Find and copy each line below that contains the word "pumpkin", treating uppercase and lowercase letters as distinct.

Record list |
══════════

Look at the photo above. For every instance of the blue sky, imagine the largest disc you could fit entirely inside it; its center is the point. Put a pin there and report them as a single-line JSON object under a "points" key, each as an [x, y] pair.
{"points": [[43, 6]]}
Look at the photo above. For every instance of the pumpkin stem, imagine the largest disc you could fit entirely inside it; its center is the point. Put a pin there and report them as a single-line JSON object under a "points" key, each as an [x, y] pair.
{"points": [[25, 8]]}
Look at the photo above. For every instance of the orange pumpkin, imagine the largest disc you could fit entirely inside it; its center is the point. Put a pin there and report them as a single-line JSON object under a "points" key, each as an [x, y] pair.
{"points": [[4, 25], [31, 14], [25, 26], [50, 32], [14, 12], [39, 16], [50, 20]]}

══════════

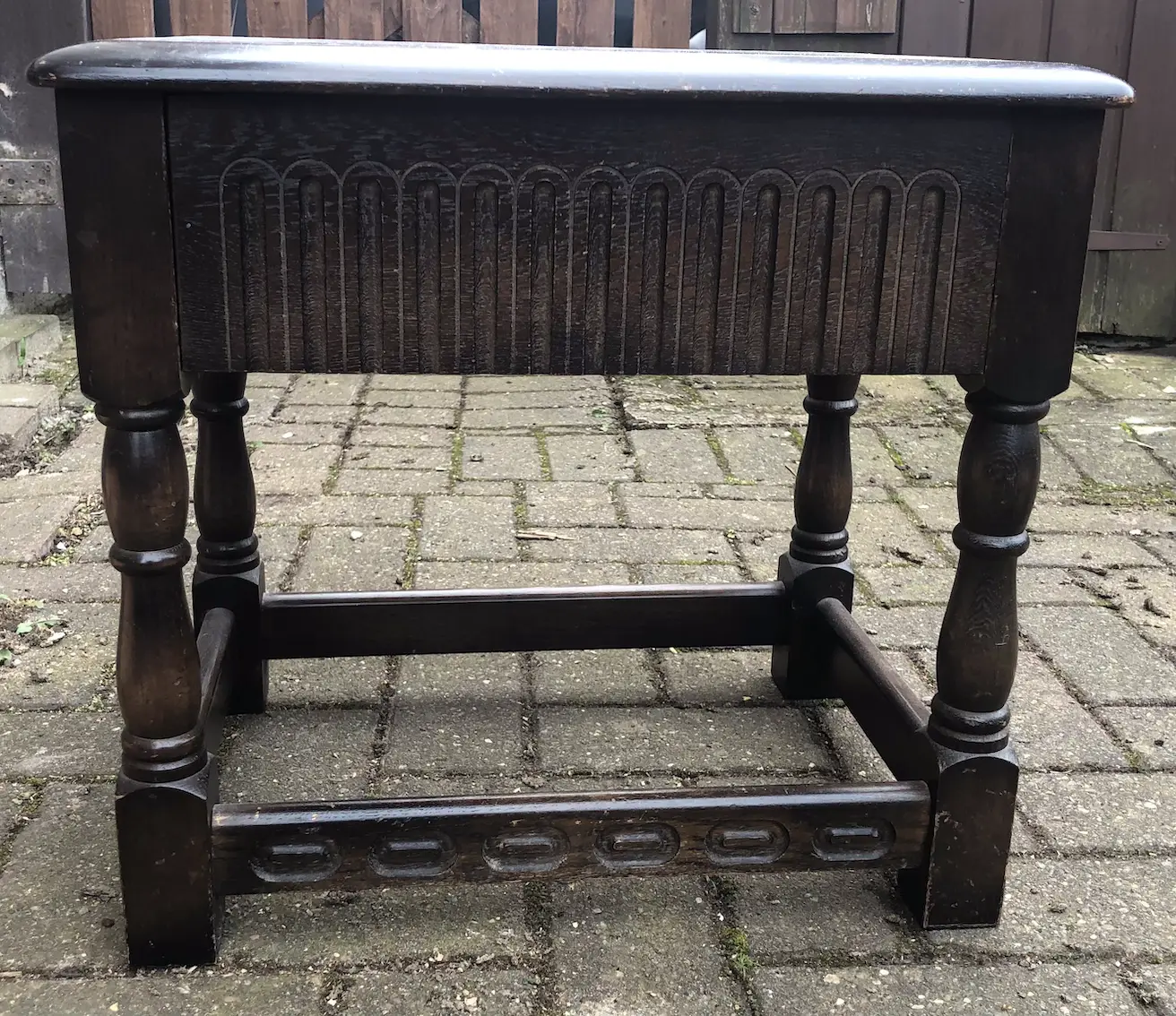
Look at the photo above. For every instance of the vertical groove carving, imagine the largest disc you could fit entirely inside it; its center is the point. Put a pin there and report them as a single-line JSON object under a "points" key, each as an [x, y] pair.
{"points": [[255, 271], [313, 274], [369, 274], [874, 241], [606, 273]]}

══════════

Written reply |
Look at the photo above. For every instance of the pumpkin stem, imagine the largest disc you could fit entirely inside it; its center is the point. Put a pin there and report them as a single-line JSON object under a "points" key, each as an [x, y] pair.
Look at the photo above. For every instance of the orange pumpkin, imagine the largest disc you could fit entirely inside it; its center is the point. Put a pin there and report them as a single-line JSON object under a "points" key, each as an [x, y] pair.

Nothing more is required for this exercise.